(Records excerpted from a collection)

★ ★ ★ ★ ★

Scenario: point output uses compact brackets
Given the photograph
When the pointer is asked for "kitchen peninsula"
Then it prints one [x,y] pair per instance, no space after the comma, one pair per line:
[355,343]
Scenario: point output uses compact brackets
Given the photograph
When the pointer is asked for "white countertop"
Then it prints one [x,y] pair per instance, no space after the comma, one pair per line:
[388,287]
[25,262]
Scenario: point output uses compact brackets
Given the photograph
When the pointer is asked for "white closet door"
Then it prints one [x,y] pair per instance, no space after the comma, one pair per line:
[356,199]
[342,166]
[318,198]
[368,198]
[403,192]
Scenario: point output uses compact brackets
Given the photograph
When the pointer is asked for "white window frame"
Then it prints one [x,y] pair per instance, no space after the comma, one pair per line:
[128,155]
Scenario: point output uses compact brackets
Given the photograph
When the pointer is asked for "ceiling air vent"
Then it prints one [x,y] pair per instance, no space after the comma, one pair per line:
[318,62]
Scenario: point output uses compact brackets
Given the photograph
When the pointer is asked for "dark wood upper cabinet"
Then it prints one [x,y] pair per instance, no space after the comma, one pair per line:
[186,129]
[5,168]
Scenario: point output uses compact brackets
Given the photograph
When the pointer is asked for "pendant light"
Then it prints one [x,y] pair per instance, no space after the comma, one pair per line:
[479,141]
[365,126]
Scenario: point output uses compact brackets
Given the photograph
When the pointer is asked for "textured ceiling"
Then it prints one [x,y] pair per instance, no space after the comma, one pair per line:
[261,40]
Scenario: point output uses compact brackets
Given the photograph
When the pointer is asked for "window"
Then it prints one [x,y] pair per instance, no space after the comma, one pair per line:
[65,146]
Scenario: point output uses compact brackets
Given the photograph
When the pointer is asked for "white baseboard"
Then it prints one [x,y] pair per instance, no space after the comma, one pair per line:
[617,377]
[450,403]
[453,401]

★ ★ ★ ★ ★

§ SET PROBLEM:
Write the whole listing out again. Keep every line exactly as it is.

§ RESULT OF THE EXERCISE:
Scenario: point output uses compact brackets
Given the photograph
When the pointer is asked for "kitchen peninsula"
Then it prints one [x,y] pair per instance, no space after the comma, one pair per line:
[355,343]
Scenario: point output uses compact brackets
Given the photograph
When the pointer is asked for "white countertop"
Then it prints one [x,y] pair per instance, no space after the comma, one pair per line:
[388,287]
[25,262]
Scenario: point output uses compact brackets
Given the photograph
When the pointer is asked for "white closet door"
Then it prints one [x,y] pair per instance, no space after the comma, one pair per line:
[356,199]
[342,166]
[318,198]
[368,198]
[403,192]
Scenario: point output uses compact brackets
Given the photograph
When the pointer is asked for "white window frame"
Then it prints one [x,y] pair per instance, no space after the comma, one pair per line:
[128,155]
Scenario: point output uses compact brackets
Given the photograph
When the pointer is asked for "ceiling air vent"
Then it prints one [x,y] pair per instance, no space after the comma, one pair per line:
[318,62]
Scenario: point output uses compact brackets
Given the photograph
When the pointer is asked for "dark wood upper cabinet"
Then it prints one [x,y] pair per instance, no space after the comma, one pair per line:
[186,129]
[5,168]
Scenario: point output uses compact brackets
Given the photograph
When the pointer is asked for "pendant light"
Then it prints one [x,y] pair per instance, no space after the comma, one pair per line:
[479,141]
[365,126]
Scenario: point output uses compact brackets
Given the photograph
When the pointer is asked for "textured ceiling"
Then it prints one [x,y] pair per instance, no space after the comma, one pair per line:
[261,40]
Scenario: point output uses compact brackets
Given the photograph
When the pointer is asked for "window"
Then it prints one [x,y] pair per instance, no space after the comma, one pair per line:
[65,146]
Scenario: point output uses compact brackets
Given the photograph
When the pointer is asked for "white baseboard"
Then it prints one [x,y] pair per instance, no space after the comma, one pair per line:
[617,377]
[450,403]
[453,401]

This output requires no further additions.